--- BEGIN ---

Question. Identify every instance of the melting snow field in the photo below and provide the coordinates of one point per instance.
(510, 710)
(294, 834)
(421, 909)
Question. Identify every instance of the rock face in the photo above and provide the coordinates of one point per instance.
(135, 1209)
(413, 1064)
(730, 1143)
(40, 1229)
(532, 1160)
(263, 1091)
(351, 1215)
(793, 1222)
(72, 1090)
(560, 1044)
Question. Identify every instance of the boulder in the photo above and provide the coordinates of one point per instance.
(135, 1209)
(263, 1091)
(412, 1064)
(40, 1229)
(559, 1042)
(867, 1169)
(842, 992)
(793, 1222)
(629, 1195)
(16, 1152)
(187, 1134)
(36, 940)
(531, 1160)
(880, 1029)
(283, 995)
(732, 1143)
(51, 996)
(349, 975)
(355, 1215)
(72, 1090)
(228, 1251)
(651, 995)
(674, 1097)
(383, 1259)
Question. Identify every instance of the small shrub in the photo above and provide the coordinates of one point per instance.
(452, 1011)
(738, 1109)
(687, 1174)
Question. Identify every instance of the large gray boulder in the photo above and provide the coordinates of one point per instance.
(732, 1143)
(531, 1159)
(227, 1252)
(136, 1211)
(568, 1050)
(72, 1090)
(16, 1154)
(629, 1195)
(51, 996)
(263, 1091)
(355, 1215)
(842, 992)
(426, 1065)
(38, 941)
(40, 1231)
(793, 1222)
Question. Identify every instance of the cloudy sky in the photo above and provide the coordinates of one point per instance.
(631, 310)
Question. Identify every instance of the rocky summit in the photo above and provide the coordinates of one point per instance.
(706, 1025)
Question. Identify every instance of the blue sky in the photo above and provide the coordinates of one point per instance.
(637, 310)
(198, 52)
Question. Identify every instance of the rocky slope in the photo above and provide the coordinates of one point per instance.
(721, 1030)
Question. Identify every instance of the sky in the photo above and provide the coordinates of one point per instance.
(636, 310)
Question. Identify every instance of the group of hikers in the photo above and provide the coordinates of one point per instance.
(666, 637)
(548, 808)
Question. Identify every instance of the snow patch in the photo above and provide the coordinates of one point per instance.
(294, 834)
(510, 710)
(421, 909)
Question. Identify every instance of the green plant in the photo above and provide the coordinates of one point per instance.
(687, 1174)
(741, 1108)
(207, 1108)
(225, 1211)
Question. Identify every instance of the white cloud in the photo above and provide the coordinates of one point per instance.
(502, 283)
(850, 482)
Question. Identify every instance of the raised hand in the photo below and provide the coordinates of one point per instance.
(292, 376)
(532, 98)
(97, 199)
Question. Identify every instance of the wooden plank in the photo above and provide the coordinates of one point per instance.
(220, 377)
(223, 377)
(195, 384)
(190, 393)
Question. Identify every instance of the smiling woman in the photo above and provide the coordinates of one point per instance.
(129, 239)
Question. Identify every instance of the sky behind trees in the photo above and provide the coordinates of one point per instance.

--- END ---

SET TASK
Retype the items exactly, starting at the line that contains "Question. Identify every instance of the rocky summit" and continuing through the last line of the items, both ends included.

THE COMPLETED TASK
Question. Identify every instance of the rocky summit in the photo above and provide the coordinates of one point per instance.
(706, 1025)
Question. Identify every instance of the blue sky in the photo above and provide the coordinates of one point per instance.
(637, 310)
(198, 52)
Question. Identify every instance of the rocky slope in the photo above and provide the coordinates of one point per instance.
(721, 1030)
Question. Identify every instance of the sky in the photo above and provide the coordinates of one point per instance.
(636, 310)
Question. Identify every instance of the group of hikers in the photo above and provide the coordinates of one point per instance.
(666, 637)
(548, 808)
Question. Identify every instance of the snow patch in the photo above and provide the coordinates of one point per instance.
(294, 834)
(510, 710)
(421, 909)
Question. Identify every instance of the green plant in the photo above and provide the coordinates of one point per instance.
(687, 1174)
(741, 1108)
(207, 1108)
(225, 1211)
Question. Identify every instance of the white cloud in the photo above and provide the coordinates of one point per instance.
(502, 283)
(850, 482)
Question. Identify every instance of the raised hand in the photo below and provide the coordinates of one point per instance.
(292, 376)
(532, 98)
(97, 199)
Question. Identify every instance of the wooden plank in the photo above and provide the coordinates of one point per instance.
(220, 377)
(223, 377)
(195, 384)
(190, 393)
Question. Identify every instance of the smiling woman in the photo above and provide the coordinates of one point per instance.
(129, 239)
Question. Identify every instance of the sky behind trees in the photo above and provide the coordinates of one point per instance.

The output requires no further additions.